(Tasks):
1. In the interview with Scott Hayes, what share of database performance does he attribute to configuration settings and buffer pools?
2. In the interview with Scott Hayes, what does the passage between "Scott Hayes is" and "and accountability specialists.", inclusive, read like if you switch "guest speaker" to "keynote speaker"?

An Interview with Scott Hayes on Optimizing Your DB2 UDB Databases - Part 2

Part 1 | Part 2

Scott Hayes is a well known DB2 UDB performance expert. He is a regular speaker at International DB2 User Group conferences, IBM DB2/Data Management conferences, and is frequently sought as a guest speaker for regional DB2 user group meetings. Scott has authored several published articles on DB2 UDB performance, is an IBM DB2 GOLD Consultant (an elite, exclusive group of IBM recognized top DB2 advocates), has obtained Advanced IBM DB2 Certifications, and is widely regarded by the worldwide DB2 community as the top performance expert for DB2 on distributed (UNIX, Linux, and Windows) platforms. Most recently, he co-founded Database-Brothers Incorporated (DBI), a group of database performance and accountability specialists.

Performance Balance

DBAzine: That is a great story, and it highlights several things. There are lots of areas you’re going after when you’re trying to analyze a performance problem, because you really can’t categorically say performance problems all fall into one specific area. In this case, you talked about a 24 x 7 customer-facing Web application. There are all types of applications out there from data warehouses to OLTPs, to batch, to off-the-shelf applications. Are there any fundamental differences in the scope of data that you gather for analysis when you’re trying to go after issues in these different types of applications?

SH: Yes. Just as a point of reference, last summer there was a magazine article that I wrote with a little help from Phil Gunning that was published in DB2 Magazine. The very subject matter of that article was OLTP versus Data Warehouse performance.

There are some common configuration settings that are important to performance in any database. There’s the necessity of providing some infrastructure so DB2 can adequately execute the SQL that it’s presented with (e.g., certain cache sizes, certain other configuration parameters). Probably 20 percent to 30 percent of database performance is attributable to configuration settings and buffer pools.

(Entries provided):
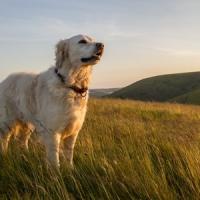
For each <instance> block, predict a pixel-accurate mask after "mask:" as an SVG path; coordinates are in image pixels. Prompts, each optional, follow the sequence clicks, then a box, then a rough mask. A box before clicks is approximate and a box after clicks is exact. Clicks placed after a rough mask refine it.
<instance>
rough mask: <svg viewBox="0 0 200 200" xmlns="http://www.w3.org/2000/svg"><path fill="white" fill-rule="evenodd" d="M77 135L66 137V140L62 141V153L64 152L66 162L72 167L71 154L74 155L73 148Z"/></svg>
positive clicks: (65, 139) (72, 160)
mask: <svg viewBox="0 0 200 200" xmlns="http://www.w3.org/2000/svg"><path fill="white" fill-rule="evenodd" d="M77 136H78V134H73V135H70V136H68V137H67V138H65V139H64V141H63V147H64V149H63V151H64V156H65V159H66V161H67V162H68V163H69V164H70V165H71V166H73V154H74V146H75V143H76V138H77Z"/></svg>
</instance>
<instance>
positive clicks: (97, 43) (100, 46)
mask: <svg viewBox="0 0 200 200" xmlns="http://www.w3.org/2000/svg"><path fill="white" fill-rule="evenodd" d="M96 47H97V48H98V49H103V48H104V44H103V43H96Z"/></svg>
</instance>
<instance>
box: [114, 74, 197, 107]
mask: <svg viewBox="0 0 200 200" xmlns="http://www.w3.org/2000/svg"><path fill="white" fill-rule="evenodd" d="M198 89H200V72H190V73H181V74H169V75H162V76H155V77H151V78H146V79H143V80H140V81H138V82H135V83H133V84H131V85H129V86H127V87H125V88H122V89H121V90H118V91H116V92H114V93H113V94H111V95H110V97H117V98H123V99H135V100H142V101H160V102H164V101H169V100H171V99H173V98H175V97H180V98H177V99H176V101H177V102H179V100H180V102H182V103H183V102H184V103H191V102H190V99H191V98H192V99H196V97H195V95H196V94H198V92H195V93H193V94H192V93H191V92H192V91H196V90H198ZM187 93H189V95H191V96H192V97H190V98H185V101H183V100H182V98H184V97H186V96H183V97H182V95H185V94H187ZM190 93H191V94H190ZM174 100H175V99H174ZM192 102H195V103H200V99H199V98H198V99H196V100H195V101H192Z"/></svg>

(Answers for each item):
1. Probably 20 percent to 30 percent.

2.
Scott Hayes is a well known DB2 UDB performance expert. He is a regular speaker at International DB2 User Group conferences, IBM DB2/Data Management conferences, and is frequently sought as a keynote speaker for regional DB2 user group meetings. Scott has authored several published articles on DB2 UDB performance, is an IBM DB2 GOLD Consultant (an elite, exclusive group of IBM recognized top DB2 advocates), has obtained Advanced IBM DB2 Certifications, and is widely regarded by the worldwide DB2 community as the top performance expert for DB2 on distributed (UNIX, Linux, and Windows) platforms. Most recently, he co-founded Database-Brothers Incorporated (DBI), a group of database performance and accountability specialists.